Begin Passage provided
Back in Salida after a year of cycling and travel, we are headed up to the famed Monarch Crest Trail for another round of riding.  This time, we are equipped with mountain bicycles.  Since purchasing Lael’s used Raleigh XXIX several weeks ago as a nearly stock singlespeed steel 29er, many improvements have been made.

At  the time of purchase the seller was offering a suspension fork on another bike, as well as a multi-speed 29″ wheel and an older XT derailleur.  I offered a bit more money for these parts.  When I picked up the bike, the headset, cranks, and rear hub were all loose, and without pedals the bike was unrideable.  I was fairly certain that with proper adjustment the bike would be fine, but for the money I had spent I was a little nervous.  As it turned out, the 2-piece cranks needed tightening, and the rear wheel, a nearly new Shimano Deore model, is better than new with a load of grease and a good adjustment.  The current Shimano Deore rear hubs have a propensity for loosening, which can lead to premature wear.  The solution to the maladjusted headset, which later proved to be pitted and gritty, was a new Grand Cru sealed cartridge bearing unit from Velo Orange.  Three key components were needed to convert the singlespeed bike to a geared touring machine.  A derailleur hanger was available online for $16, as none of the shops within 100 miles had the part in stock.  I bought two.  A pair of smooth action Suntour XC friction shifters were donated to the project by Big Dummy Daddy, and the rear XT derailleur is from the original sale.  With a new SRAM PC-951 chain, the bike was rolling with a wide-range 1×9 drivetrain.  WIth the addition of Lael’s favorite On-One Mary handlebar, Ergon grips and gold VP platform pedals, the bike was ready to hit the trail.  To this point, the bike cost about $600.
End Passage provided
Begin Data excerpts
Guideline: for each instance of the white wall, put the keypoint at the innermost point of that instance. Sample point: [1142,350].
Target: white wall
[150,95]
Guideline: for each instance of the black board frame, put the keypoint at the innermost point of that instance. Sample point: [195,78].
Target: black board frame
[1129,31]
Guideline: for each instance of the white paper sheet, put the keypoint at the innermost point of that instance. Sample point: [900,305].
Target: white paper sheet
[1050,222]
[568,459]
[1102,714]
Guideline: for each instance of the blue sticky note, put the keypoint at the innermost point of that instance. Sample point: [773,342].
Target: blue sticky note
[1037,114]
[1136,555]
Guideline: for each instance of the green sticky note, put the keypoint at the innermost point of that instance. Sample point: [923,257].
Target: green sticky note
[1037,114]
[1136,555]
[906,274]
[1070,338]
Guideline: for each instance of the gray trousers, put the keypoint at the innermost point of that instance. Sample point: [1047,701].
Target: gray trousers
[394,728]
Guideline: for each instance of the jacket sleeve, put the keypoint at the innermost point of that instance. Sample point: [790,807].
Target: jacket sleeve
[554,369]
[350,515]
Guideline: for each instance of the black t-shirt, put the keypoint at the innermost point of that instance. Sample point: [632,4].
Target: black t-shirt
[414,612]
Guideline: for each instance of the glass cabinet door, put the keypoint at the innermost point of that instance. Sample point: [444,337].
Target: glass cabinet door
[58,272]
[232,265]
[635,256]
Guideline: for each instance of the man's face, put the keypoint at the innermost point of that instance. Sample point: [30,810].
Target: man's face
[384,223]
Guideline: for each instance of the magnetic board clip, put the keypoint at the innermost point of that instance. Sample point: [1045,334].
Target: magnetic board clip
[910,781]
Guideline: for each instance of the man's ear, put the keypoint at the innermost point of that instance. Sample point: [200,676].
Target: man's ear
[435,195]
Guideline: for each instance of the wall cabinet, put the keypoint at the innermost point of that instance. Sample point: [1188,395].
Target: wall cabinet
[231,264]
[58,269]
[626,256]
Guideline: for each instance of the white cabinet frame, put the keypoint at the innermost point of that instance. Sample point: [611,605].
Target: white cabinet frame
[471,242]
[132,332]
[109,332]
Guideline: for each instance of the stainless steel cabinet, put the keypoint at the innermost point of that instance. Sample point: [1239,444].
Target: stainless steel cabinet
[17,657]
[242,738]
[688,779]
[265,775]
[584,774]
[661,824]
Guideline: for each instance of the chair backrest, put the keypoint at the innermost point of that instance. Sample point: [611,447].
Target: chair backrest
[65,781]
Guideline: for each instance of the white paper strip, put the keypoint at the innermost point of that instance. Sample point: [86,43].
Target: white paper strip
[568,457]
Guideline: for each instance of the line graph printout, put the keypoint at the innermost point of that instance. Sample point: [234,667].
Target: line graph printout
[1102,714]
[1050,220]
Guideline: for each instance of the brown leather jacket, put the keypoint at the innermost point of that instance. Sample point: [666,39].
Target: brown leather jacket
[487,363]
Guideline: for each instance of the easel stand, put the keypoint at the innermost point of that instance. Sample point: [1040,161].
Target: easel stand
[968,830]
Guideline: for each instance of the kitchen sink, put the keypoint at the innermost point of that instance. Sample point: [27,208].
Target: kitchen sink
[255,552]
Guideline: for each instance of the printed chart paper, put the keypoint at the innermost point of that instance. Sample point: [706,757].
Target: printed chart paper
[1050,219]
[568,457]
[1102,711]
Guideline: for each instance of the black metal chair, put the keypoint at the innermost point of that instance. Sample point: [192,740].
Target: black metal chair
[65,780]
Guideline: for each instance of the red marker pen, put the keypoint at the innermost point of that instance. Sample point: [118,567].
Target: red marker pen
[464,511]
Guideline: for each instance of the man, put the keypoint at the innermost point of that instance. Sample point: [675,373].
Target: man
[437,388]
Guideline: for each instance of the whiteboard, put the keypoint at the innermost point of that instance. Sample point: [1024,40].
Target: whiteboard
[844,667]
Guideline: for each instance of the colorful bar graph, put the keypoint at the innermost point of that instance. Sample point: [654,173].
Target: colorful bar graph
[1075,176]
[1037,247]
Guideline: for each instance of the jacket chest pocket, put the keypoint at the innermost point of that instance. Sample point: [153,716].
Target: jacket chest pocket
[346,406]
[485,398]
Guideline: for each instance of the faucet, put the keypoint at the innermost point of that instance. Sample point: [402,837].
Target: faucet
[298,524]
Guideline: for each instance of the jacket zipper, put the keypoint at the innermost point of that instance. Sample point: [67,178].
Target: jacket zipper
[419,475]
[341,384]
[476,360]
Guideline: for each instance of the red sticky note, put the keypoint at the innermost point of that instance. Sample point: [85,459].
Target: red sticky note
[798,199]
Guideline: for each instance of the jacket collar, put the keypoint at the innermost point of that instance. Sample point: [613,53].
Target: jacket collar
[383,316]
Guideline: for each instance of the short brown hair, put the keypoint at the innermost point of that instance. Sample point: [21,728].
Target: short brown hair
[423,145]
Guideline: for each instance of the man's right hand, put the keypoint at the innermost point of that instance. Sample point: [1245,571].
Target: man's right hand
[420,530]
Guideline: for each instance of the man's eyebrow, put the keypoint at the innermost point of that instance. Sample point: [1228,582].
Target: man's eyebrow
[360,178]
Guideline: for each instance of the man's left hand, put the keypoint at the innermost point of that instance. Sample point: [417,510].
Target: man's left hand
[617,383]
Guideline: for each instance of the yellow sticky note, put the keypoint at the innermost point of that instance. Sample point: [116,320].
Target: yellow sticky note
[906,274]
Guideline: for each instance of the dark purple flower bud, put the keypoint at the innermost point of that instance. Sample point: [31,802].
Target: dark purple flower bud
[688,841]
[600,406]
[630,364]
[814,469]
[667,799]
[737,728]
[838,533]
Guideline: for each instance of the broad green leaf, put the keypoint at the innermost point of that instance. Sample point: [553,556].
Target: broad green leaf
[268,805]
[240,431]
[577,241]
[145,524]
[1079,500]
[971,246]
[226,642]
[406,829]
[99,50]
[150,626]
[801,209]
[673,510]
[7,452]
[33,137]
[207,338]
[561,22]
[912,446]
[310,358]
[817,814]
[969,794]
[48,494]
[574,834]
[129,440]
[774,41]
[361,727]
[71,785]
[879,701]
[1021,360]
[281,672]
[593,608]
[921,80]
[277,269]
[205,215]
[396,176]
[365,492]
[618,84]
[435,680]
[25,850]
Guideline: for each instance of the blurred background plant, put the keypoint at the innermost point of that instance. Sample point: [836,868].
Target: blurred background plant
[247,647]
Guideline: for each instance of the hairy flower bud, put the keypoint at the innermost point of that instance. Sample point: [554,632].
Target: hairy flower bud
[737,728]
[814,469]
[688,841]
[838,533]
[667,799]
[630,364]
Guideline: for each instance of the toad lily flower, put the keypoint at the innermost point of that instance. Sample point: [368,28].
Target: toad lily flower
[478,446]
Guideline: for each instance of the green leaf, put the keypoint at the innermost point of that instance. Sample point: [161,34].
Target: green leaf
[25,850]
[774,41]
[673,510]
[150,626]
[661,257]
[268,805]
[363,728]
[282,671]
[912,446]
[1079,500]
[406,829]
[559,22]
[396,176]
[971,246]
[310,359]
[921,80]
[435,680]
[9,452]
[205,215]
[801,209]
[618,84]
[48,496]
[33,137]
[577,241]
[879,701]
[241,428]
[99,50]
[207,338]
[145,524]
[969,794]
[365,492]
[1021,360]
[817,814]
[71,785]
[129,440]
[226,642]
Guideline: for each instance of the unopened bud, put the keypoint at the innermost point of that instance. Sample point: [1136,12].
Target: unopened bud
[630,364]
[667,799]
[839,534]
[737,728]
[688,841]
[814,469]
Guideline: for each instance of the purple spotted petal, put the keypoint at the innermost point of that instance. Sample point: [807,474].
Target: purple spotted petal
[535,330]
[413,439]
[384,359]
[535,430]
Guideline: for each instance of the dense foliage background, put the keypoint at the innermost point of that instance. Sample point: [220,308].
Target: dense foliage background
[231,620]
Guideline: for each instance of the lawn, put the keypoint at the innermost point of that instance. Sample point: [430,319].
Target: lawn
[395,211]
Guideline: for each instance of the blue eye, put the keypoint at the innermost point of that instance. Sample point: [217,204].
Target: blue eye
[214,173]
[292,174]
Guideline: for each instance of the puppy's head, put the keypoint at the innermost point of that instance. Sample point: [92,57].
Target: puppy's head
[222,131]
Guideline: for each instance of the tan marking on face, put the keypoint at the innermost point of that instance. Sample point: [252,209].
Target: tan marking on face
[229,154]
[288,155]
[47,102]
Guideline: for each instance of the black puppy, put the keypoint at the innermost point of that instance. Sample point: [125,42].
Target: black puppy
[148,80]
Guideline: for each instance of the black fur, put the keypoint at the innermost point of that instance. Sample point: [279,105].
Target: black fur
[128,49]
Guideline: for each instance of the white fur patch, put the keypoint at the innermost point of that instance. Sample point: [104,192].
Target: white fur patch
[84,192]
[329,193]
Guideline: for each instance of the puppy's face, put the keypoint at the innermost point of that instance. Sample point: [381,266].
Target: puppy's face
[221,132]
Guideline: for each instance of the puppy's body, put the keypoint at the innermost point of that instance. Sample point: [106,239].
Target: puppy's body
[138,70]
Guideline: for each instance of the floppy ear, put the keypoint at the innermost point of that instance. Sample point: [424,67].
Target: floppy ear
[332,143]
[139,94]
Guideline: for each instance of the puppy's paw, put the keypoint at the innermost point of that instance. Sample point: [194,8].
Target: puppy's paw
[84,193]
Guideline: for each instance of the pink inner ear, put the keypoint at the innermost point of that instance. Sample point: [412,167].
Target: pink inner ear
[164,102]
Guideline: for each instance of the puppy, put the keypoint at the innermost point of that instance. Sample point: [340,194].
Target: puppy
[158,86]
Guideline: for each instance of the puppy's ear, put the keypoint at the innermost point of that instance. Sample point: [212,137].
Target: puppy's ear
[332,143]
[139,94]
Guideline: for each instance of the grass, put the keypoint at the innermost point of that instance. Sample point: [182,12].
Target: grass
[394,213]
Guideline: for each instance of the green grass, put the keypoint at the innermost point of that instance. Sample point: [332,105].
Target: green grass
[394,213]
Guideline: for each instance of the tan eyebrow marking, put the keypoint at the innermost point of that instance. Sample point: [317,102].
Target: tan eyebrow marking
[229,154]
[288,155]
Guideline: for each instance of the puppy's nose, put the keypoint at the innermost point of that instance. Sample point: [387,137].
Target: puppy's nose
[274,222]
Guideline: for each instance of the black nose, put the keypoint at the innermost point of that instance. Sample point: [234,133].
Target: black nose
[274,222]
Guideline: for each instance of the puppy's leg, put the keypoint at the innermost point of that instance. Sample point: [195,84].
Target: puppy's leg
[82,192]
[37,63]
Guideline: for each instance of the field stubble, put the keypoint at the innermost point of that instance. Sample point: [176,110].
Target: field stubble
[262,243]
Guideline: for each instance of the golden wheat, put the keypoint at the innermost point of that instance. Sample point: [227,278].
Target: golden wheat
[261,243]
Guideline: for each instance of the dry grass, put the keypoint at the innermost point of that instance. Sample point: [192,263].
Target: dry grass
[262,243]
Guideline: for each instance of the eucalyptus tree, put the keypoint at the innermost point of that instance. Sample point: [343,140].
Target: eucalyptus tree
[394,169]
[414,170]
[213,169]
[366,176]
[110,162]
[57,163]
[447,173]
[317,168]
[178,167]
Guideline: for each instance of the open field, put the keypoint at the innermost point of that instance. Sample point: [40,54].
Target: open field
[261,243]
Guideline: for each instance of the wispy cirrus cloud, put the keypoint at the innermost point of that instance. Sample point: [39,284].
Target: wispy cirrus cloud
End Data excerpts
Your tasks =>
1. From the passage on the Raleigh build, list every part that was loose when the bike was picked up.
2. Reproduce the passage on the Raleigh build between "Back in Salida" and "have been made.", inclusive.
The data come from a separate source and are unrelated to the passage.

Worked answers =>
1.
- Headset
- Cranks
- Rear hub

2.
Back in Salida after a year of cycling and travel, we are headed up to the famed Monarch Crest Trail for another round of riding.  This time, we are equipped with mountain bicycles.  Since purchasing Lael’s used Raleigh XXIX several weeks ago as a nearly stock singlespeed steel 29er, many improvements have been made.